▶ **Passage**
The year following my father's arrival in Kirtland, and his first meeting with my mother, they were married. The first few months of their married life were peculiarly happy, and they prospered beyond their most sanguine expectations. My father was a wheelwright by trade, and directly on reaching Kirtland built a wagon manufactory, and started in business for himself. He was eminently successful in his undertaking, and made money sufficiently fast to suit his own ideas and ambitions. He built a cosy little house, and carried my mother to it; and there, for the first time since she was a little child, she knew what it was to have a home -- a genuine home! not a mere resting-place, where she felt herself an intruder, but a place in which she was mistress, over which love and she held absolute and undisputed sway.
It was during that happy period, the only happy time in her whole life, that she fitted herself to teach. She was an indefatigable student, and she made the most and the best of her time. At that time she studied to satisfy her intense craving for knowledge, and as a pleasant recreation, with no thought that she might some day have to turn her studies to practical account. She had not then been introduced to the doctrine of "plural wives," and its attendant "glories," which, being defined, meant miseries arid torture. And the definition has never been altered, and never will be, until women's natures are most radically changed.

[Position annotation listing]
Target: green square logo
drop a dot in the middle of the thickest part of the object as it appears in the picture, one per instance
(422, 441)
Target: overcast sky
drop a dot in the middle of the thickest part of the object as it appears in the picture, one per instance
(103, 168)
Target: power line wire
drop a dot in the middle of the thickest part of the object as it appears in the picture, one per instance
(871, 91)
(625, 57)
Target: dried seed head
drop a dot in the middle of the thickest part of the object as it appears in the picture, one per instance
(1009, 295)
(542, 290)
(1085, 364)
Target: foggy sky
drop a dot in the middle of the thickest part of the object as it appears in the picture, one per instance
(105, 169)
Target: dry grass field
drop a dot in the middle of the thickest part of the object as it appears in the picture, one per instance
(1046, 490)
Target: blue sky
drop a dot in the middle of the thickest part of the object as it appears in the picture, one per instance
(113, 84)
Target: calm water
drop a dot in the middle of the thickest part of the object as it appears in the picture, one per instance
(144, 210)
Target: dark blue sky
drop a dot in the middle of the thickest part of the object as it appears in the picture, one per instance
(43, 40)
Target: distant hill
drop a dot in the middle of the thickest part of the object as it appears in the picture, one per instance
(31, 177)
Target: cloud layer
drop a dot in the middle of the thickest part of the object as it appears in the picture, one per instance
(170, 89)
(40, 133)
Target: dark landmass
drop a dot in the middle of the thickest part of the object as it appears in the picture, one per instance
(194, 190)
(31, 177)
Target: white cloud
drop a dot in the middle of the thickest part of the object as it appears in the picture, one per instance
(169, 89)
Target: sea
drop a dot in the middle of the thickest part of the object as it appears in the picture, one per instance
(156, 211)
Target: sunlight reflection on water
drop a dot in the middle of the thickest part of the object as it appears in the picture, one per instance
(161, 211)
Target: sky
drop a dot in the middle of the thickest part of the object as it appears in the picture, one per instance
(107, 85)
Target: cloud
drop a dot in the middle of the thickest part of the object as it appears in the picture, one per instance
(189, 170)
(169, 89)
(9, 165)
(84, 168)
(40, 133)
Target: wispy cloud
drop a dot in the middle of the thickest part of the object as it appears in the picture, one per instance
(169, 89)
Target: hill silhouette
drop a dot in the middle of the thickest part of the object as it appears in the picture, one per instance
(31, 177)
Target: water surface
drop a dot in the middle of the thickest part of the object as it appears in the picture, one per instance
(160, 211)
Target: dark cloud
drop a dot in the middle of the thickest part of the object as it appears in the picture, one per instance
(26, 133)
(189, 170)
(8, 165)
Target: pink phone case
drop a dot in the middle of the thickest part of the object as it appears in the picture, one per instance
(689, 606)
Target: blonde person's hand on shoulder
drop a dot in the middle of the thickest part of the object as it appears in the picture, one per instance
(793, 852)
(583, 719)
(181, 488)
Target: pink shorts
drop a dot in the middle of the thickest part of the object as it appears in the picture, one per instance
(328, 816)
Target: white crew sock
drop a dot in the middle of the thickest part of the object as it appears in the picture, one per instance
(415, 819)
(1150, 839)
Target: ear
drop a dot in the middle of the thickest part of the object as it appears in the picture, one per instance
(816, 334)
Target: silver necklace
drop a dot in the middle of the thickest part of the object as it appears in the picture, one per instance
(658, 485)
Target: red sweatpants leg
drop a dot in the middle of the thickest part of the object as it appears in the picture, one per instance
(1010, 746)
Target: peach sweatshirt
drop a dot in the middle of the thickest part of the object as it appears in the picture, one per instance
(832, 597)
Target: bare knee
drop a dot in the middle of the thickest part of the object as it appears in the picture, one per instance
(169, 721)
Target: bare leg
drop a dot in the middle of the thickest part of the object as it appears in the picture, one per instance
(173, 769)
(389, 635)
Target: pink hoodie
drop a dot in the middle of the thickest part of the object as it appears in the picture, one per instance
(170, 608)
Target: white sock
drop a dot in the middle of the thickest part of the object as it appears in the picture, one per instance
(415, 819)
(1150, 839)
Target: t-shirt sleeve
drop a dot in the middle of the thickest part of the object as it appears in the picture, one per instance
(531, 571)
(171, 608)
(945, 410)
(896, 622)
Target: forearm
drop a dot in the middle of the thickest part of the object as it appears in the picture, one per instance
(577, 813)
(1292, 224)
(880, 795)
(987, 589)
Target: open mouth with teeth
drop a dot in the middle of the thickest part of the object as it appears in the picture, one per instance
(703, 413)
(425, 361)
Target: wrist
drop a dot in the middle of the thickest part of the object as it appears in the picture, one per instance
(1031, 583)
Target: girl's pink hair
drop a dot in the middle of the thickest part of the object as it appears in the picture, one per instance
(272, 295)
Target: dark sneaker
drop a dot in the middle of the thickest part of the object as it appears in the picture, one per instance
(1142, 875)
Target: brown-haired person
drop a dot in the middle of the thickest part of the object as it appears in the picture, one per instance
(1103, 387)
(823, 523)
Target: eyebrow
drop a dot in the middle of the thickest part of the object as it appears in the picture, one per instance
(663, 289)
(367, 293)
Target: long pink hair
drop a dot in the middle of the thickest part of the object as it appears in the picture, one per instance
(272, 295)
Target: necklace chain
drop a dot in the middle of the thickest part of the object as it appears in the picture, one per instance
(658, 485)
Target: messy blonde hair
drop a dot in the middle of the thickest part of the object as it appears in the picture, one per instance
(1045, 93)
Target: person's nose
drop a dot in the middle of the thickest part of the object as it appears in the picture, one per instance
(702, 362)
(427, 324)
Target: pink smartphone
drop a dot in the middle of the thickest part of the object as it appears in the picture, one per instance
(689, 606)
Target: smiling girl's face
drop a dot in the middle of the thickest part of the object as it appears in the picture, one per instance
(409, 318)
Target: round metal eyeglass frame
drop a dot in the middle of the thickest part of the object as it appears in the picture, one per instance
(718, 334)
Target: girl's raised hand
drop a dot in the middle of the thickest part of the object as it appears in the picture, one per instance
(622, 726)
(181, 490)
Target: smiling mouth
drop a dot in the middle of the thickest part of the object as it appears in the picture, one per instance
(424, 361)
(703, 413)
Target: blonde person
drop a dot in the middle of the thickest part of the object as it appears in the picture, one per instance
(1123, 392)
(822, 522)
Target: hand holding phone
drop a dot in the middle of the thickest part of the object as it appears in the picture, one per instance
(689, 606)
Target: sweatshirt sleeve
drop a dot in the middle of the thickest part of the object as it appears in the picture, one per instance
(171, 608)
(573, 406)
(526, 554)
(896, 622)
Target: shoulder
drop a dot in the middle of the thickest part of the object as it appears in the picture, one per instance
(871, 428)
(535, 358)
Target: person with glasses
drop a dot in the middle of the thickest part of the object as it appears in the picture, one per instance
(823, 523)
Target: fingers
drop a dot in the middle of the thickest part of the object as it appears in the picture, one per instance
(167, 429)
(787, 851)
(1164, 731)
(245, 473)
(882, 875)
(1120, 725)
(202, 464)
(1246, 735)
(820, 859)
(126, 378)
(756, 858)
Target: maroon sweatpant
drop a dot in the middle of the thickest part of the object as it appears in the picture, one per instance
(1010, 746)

▶ **Stated task 1**
Reproduce verbatim the stretch of the Kirtland passage from "It was during" through "most radically changed.".
▶ **Stated task 2**
Recast the stretch of the listing from its first line through the line containing "(1046, 490)" as a Markdown table with the columns Row and Line, omitting blank lines.

▶ **Exercise response 1**
It was during that happy period, the only happy time in her whole life, that she fitted herself to teach. She was an indefatigable student, and she made the most and the best of her time. At that time she studied to satisfy her intense craving for knowledge, and as a pleasant recreation, with no thought that she might some day have to turn her studies to practical account. She had not then been introduced to the doctrine of "plural wives," and its attendant "glories," which, being defined, meant miseries arid torture. And the definition has never been altered, and never will be, until women's natures are most radically changed.

▶ **Exercise response 2**
| Row | Line |
|---|---|
| 1 | Target: green square logo |
| 2 | drop a dot in the middle of the thickest part of the object as it appears in the picture, one per instance |
| 3 | (422, 441) |
| 4 | Target: overcast sky |
| 5 | drop a dot in the middle of the thickest part of the object as it appears in the picture, one per instance |
| 6 | (103, 168) |
| 7 | Target: power line wire |
| 8 | drop a dot in the middle of the thickest part of the object as it appears in the picture, one per instance |
| 9 | (871, 91) |
| 10 | (625, 57) |
| 11 | Target: dried seed head |
| 12 | drop a dot in the middle of the thickest part of the object as it appears in the picture, one per instance |
| 13 | (1009, 295) |
| 14 | (542, 290) |
| 15 | (1085, 364) |
| 16 | Target: foggy sky |
| 17 | drop a dot in the middle of the thickest part of the object as it appears in the picture, one per instance |
| 18 | (105, 169) |
| 19 | Target: dry grass field |
| 20 | drop a dot in the middle of the thickest part of the object as it appears in the picture, one per instance |
| 21 | (1046, 490) |